+++ Available records
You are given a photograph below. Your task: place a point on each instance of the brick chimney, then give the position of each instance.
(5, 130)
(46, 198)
++++++
+++ Available records
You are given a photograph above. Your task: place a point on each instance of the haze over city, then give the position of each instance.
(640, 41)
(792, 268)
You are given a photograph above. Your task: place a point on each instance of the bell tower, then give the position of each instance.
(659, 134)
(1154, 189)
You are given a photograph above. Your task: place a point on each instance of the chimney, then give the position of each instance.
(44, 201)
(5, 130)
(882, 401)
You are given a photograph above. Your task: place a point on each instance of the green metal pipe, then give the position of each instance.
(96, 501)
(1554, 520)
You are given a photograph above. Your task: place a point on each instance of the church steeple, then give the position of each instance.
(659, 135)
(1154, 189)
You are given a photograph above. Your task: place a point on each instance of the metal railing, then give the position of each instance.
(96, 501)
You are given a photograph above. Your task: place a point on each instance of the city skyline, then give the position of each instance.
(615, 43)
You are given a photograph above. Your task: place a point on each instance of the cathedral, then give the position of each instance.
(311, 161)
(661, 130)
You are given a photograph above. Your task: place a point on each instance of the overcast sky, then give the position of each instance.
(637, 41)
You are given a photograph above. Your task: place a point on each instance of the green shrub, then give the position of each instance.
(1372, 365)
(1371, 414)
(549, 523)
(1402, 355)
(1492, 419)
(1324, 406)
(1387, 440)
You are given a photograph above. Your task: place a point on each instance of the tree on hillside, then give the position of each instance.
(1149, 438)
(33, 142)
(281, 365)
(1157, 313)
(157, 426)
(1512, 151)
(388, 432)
++++++
• Task brief: Set out the records from the line containing "the chimney, then" through the line containing "(1554, 520)" as a Markdown table with columns Row and Text, numbering each line and skipping blank lines.

• Expected output:
| Row | Text |
|---|---|
| 1 | You are given a photograph above. Your task: place a point on each instance of the chimney, then give the position of each instance. |
| 2 | (44, 201) |
| 3 | (5, 130) |
| 4 | (882, 401) |
| 5 | You are given a photograph above. Your task: place a point on each instance of the green metal pipe, then give the position of each instance. |
| 6 | (96, 501) |
| 7 | (1554, 520) |